>>>

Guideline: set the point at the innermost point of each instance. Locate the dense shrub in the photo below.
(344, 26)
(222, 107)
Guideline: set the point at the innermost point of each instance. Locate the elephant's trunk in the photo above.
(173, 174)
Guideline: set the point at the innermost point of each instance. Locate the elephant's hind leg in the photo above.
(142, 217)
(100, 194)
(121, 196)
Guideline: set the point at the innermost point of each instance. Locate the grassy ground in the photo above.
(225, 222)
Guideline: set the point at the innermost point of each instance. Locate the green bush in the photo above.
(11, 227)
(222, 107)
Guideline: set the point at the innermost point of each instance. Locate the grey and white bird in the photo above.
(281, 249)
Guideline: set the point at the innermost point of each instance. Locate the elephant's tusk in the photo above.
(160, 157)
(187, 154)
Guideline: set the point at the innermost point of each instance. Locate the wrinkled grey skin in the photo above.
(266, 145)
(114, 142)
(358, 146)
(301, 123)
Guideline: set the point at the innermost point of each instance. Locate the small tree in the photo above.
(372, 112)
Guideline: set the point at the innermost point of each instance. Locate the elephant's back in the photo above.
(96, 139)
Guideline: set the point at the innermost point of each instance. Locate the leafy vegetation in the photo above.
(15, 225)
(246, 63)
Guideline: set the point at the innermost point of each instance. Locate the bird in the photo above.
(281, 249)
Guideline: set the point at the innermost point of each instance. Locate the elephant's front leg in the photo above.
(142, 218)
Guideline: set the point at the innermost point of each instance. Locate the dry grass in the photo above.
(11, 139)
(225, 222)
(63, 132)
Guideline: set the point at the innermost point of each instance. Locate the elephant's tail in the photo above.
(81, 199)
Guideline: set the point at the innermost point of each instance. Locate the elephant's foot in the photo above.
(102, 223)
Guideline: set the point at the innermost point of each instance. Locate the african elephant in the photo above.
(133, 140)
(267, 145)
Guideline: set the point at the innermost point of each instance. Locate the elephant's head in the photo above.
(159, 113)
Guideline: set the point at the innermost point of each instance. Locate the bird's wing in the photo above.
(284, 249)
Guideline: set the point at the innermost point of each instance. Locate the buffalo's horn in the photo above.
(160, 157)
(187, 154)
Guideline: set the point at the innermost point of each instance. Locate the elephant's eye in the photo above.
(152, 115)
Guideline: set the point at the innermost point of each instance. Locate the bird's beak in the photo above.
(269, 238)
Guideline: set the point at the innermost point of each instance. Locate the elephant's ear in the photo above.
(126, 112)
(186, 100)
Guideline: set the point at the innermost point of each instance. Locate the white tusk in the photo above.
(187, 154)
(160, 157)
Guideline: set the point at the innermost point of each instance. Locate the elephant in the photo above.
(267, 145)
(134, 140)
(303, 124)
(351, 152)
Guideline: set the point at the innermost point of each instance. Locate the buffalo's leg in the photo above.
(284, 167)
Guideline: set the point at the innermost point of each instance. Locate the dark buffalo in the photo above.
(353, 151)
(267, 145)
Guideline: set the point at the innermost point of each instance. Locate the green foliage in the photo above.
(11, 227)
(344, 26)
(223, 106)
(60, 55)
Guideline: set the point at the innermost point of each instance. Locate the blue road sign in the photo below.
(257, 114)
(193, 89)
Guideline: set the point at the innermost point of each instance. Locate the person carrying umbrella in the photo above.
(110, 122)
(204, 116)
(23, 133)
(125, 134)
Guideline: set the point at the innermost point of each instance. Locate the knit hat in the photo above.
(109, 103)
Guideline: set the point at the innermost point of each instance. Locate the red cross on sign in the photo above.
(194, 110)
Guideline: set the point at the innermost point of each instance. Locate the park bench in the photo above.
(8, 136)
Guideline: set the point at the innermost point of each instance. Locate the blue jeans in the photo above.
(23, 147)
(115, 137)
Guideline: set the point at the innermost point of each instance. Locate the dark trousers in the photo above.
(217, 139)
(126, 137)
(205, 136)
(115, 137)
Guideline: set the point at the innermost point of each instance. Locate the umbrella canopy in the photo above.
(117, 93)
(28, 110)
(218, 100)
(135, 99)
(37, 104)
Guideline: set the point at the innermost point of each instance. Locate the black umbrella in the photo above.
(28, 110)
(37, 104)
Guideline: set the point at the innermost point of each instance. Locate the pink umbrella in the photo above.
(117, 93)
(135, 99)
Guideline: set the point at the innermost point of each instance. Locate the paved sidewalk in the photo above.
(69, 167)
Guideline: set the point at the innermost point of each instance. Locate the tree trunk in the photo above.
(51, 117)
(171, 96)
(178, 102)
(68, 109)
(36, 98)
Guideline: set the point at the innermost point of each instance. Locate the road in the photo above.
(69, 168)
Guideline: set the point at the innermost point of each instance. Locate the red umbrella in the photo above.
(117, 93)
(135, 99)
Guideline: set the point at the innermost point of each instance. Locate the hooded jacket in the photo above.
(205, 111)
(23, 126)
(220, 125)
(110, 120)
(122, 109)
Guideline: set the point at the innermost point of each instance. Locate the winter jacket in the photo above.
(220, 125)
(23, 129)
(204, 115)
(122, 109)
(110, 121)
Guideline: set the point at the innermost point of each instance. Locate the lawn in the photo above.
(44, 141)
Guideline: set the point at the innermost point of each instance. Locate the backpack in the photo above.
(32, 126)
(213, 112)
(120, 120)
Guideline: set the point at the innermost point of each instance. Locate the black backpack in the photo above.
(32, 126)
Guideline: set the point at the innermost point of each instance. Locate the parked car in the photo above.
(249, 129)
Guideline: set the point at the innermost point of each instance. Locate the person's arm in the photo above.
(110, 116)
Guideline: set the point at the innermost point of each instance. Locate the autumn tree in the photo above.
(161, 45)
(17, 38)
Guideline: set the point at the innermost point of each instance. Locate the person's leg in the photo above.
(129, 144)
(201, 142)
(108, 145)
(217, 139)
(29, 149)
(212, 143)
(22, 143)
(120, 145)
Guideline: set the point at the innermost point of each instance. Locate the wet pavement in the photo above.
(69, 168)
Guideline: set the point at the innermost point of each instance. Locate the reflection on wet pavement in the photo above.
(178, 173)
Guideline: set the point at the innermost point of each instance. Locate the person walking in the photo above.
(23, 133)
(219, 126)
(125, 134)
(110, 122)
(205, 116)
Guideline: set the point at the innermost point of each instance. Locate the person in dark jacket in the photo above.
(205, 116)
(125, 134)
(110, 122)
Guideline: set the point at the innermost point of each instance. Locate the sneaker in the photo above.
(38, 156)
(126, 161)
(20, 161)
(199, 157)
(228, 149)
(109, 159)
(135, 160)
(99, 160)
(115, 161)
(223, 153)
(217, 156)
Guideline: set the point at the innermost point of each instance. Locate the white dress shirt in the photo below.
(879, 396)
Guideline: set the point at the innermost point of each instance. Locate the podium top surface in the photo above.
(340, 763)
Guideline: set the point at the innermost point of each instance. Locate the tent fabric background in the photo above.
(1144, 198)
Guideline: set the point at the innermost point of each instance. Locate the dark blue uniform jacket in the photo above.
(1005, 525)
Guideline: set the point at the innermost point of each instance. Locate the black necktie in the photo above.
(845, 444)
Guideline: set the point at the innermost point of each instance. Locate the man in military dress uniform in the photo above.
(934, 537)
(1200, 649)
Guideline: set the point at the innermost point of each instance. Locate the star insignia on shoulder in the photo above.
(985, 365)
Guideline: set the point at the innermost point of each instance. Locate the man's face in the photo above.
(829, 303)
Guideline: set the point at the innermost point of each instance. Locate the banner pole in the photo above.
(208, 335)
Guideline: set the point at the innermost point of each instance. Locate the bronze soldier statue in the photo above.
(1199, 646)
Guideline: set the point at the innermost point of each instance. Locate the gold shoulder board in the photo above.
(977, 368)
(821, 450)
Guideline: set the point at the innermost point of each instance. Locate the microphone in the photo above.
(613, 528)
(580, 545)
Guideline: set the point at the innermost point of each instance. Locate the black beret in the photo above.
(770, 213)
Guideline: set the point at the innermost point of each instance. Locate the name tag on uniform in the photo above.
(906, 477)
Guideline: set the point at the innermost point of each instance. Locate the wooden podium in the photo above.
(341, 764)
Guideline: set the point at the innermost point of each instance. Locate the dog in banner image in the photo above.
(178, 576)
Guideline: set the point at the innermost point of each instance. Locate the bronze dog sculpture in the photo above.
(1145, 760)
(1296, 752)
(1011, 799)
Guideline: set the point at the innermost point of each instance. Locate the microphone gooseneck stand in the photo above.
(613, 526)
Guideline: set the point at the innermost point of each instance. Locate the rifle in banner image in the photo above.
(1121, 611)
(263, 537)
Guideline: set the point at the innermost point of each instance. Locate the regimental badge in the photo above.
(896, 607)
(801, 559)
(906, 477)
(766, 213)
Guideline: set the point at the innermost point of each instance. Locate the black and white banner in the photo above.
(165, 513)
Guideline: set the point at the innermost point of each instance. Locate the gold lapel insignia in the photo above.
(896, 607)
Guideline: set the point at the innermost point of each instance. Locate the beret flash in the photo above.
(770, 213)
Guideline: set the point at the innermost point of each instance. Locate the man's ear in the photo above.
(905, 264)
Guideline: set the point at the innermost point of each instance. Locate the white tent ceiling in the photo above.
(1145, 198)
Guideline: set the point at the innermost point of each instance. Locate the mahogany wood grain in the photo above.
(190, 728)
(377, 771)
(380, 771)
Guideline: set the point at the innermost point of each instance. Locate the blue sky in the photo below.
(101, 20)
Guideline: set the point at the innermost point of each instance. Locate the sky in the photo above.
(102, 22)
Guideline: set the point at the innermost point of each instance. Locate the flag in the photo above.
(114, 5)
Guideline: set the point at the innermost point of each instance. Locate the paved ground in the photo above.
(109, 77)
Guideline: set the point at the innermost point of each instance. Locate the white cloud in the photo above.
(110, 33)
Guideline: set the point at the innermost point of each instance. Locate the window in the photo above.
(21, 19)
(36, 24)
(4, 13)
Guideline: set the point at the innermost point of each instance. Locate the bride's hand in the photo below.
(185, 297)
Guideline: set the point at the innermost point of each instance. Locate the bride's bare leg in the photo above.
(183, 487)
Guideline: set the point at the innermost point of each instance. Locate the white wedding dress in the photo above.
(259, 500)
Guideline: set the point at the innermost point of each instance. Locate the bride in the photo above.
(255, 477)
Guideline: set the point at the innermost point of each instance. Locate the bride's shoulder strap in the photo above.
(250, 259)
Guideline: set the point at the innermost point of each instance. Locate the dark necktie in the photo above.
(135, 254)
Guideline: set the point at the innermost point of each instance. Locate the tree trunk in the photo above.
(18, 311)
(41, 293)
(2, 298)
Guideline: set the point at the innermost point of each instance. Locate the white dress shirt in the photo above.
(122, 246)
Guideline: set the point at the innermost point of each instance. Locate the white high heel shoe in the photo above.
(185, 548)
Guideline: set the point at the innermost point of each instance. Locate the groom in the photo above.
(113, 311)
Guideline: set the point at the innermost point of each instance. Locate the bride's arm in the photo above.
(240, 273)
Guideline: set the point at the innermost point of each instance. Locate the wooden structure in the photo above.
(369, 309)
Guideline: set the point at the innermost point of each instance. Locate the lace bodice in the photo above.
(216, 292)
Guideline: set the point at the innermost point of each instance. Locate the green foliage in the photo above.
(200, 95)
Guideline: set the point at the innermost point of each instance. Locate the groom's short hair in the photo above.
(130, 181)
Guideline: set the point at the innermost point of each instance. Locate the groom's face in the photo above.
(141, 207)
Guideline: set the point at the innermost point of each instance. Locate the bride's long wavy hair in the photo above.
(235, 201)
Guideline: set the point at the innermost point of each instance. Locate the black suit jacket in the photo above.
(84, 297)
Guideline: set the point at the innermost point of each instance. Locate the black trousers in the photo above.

<<<

THE REQUEST
Quote every line of the entries from the one containing "groom's face in the photo above." through the last line, including both.

RESULT OF THE TASK
Guideline: set the point at the innermost point of each instance. Locate the groom's face in the photo above.
(141, 207)
Guideline: set the point at the innermost point of each instance. Locate the bride's long wavy hair in the photo above.
(235, 201)
Guideline: set the point at the innermost point of each instance. Locate the black suit jacket in the photo above.
(84, 297)
Guideline: set the point at the innermost point of each instance. Locate the black trousers in the photo above.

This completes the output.